## begin GIVEN DATA

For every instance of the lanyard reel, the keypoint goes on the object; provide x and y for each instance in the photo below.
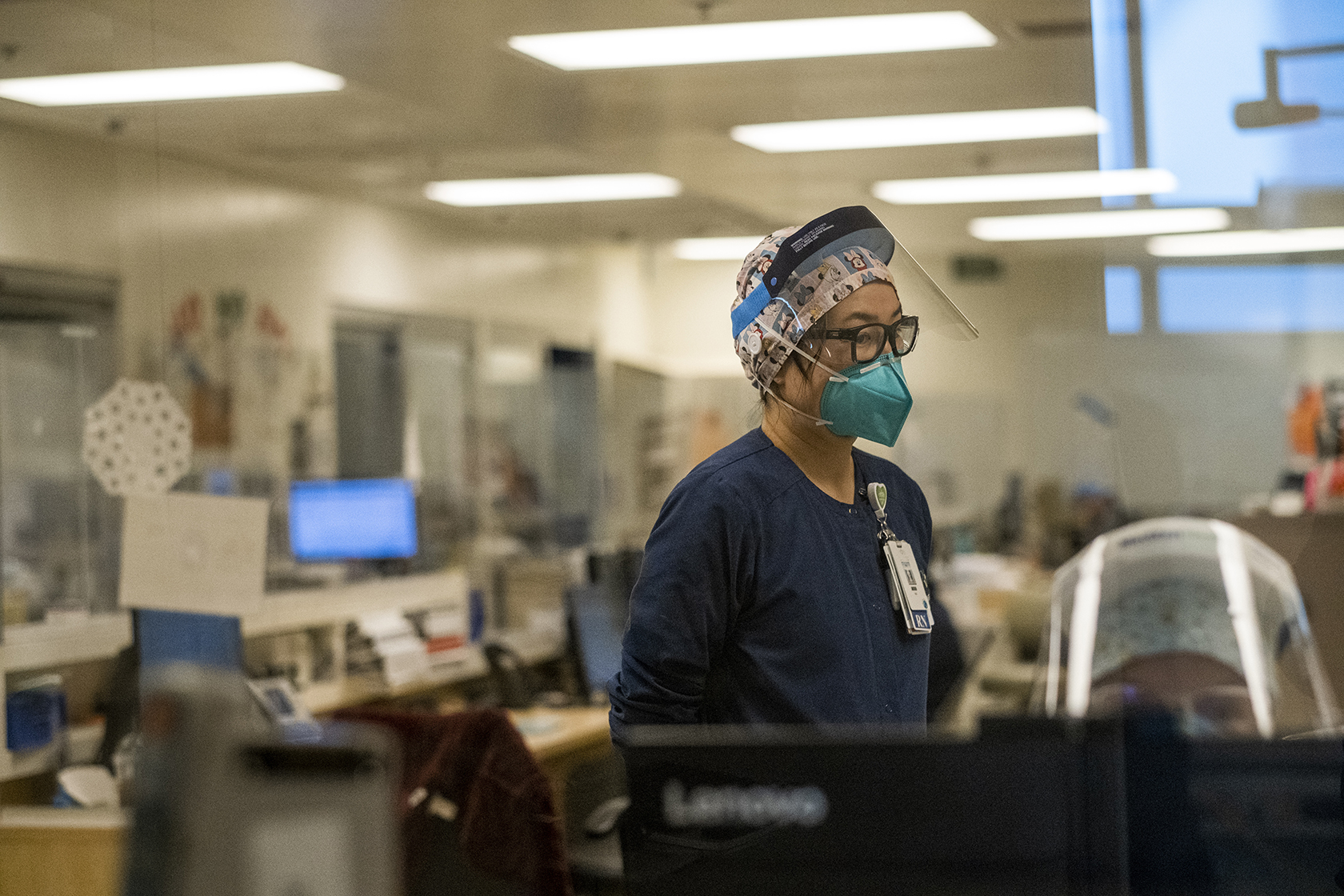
(905, 582)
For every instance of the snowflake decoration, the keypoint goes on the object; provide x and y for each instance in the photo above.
(138, 441)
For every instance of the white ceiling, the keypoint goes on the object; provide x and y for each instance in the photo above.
(434, 93)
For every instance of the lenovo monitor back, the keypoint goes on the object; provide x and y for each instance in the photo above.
(1029, 808)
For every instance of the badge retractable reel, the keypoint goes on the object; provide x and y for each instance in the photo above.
(905, 582)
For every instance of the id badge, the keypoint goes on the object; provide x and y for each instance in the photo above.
(906, 586)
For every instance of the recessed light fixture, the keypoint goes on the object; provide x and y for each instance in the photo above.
(1002, 188)
(1134, 222)
(1250, 242)
(754, 41)
(714, 249)
(533, 191)
(159, 85)
(919, 130)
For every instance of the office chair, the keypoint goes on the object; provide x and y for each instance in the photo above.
(478, 813)
(594, 797)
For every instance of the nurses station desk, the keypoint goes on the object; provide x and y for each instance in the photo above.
(77, 852)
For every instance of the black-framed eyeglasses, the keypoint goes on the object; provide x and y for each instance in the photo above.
(867, 342)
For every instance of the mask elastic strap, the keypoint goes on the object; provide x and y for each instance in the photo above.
(818, 419)
(836, 377)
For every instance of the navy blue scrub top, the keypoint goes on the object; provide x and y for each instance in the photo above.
(762, 601)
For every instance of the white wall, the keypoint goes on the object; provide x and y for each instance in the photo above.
(1199, 419)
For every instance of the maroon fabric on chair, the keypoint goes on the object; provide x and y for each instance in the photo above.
(506, 814)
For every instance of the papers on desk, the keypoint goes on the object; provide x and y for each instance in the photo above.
(394, 641)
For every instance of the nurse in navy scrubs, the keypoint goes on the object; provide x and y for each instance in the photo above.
(764, 597)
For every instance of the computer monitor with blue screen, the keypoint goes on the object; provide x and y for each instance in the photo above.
(597, 622)
(353, 520)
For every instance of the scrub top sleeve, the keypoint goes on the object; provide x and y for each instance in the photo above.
(682, 609)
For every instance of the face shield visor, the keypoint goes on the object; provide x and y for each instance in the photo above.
(812, 270)
(1190, 617)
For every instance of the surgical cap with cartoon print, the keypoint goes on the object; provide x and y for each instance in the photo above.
(798, 274)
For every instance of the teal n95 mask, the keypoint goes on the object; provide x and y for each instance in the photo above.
(871, 402)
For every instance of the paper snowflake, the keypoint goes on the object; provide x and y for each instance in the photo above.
(138, 441)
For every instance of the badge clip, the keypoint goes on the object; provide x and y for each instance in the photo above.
(905, 582)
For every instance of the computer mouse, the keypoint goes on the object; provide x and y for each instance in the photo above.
(601, 821)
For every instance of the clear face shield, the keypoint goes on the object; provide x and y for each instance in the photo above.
(924, 298)
(1190, 617)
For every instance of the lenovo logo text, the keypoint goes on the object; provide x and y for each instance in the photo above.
(730, 806)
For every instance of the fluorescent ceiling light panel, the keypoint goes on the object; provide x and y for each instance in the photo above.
(1250, 242)
(754, 41)
(159, 85)
(714, 249)
(1004, 188)
(921, 130)
(533, 191)
(1092, 225)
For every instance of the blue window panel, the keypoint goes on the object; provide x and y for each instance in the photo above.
(1124, 300)
(1110, 66)
(1268, 298)
(1203, 57)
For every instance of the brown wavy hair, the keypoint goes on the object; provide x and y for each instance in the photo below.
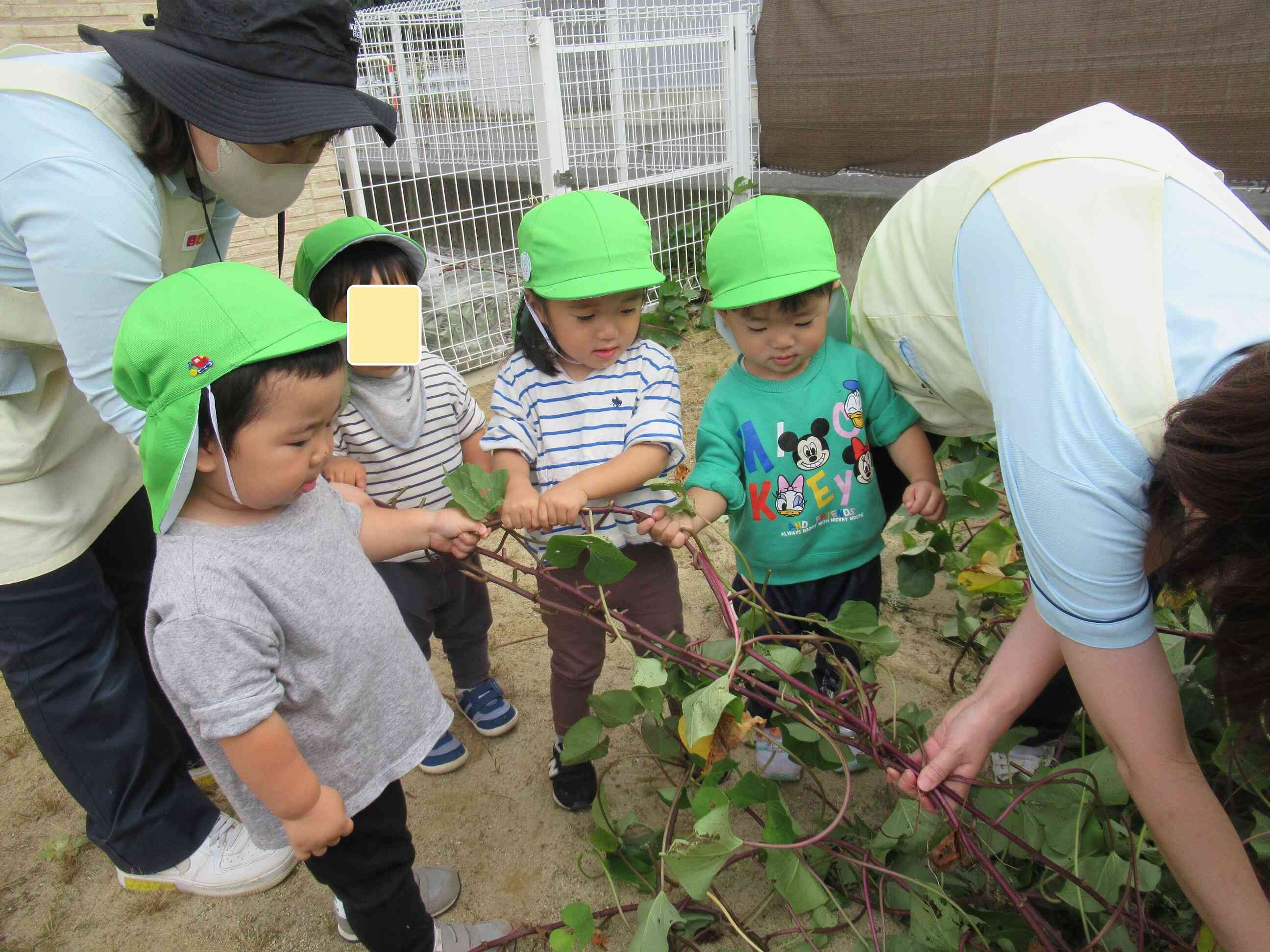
(1217, 457)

## end GIVEN DATA

» **PROBLEM REQUIREMENTS**
Could you change "keypoint" to "point" throughout these lines and give them all back with nothing else altered? Leave the pictures out.

» **EXERCISE RESPONSE**
For every instance of the lanyard reel, the point goes on the object; provide x and y for each instance in the photo below.
(905, 582)
For every instance of the snowflake decoration, the point goes on the object; provide x and y for each instance in the photo above.
(138, 441)
For every instance of the white ceiling, the point goes on the object; provide x and y for each instance in the photo above.
(434, 93)
For every instance of the lenovo monitor back, the point goes on the object; provide x and y for each instance in the photo above.
(1029, 808)
For every instance of the badge retractable reel, the point goes on the object; provide x and y for each instance in the photo above.
(905, 582)
For every instance of the id badge, the point goes on the object; provide x and y for each instance in the photo above.
(906, 586)
For every instance of the recessed light fixture, the point goes on the object; provide x and y for each instance in the photo above.
(1002, 188)
(1134, 222)
(1250, 242)
(754, 41)
(714, 249)
(533, 191)
(159, 85)
(919, 130)
For every instance of the office chair, the point goes on the object; provide x and y for each instance in the photo above.
(478, 813)
(594, 797)
For every instance of the nurses station desk, the point goes on the object; provide x and y for each instance in the photo above.
(77, 852)
For every instance of the black-framed eyeglasses, the point goes on the object; provide x and y for each instance in the photo above.
(867, 342)
For every instance of the mask elastic strap, the point goes on the object; provide x and y for each instance in the photo above.
(818, 419)
(836, 377)
For every instance of the navy blue scrub top, the point goes on the object; provide x and y for each instance in the photo above.
(762, 601)
For every instance of the white wall, the point goes on the object; provide x and y for each instance in the photo above.
(1199, 419)
For every instance of the maroon fabric on chair, the point goes on the object; provide x and y for each instance in the photo above.
(506, 814)
For every instance of the papers on desk, the point goes on the object; provide x and y for each instance in the photo above.
(394, 641)
For every instance of the nurse in navy scrubs, the point goes on the object; provide x and y for each instance in the photo above.
(764, 597)
For every instance of the computer monitor with blue screen, the point goes on the object; provide x and y for each instance in the photo above.
(597, 622)
(353, 520)
For every instance of the scrub top sleeve, the point goes on the object; provide x and y for each instance in the photo above.
(682, 609)
For every instance of the face shield visor, the point goes on the object; provide x and y for each instance in the photo above.
(812, 270)
(1190, 617)
For every instance of the surgical cap with cartoon print, the point goes on the object; provide x and y for each instance in the photo above.
(798, 274)
For every instance of the teal n95 mask, the point goes on the object; provide x and y for each instance in the photo above.
(871, 402)
For every instance of the paper snowflake, the point goes on the object; provide x and y for each instance in the photo above.
(138, 441)
For every instance of the badge clip, the point goes on the object; provide x and y for each instance in the photo above.
(905, 582)
For every instance of the computer mouse, the point goes on the object; provide x and y for each instance in the photo above.
(601, 821)
For every instance of the clear face shield, the point goes on the object; provide x and y for each instance in the photo above.
(924, 298)
(1190, 617)
For every instance of the lenovo logo text, the point goes on the object; provide x and y for each instance in the photo above.
(730, 806)
For every instance of the fluorescent ceiling light panel, the point goes on the object; provide x and y for each instance in the photo above.
(1250, 242)
(754, 41)
(159, 85)
(714, 249)
(1004, 188)
(921, 130)
(533, 191)
(1092, 225)
For every instance of the blue window panel, the point goes on the object; provide x and y for each instance in the photo above.
(1124, 300)
(1110, 66)
(1268, 298)
(1203, 57)
For every instance of the brown wavy hair, the point goes on the object; provide x and y for each instance in the photo below.
(1217, 457)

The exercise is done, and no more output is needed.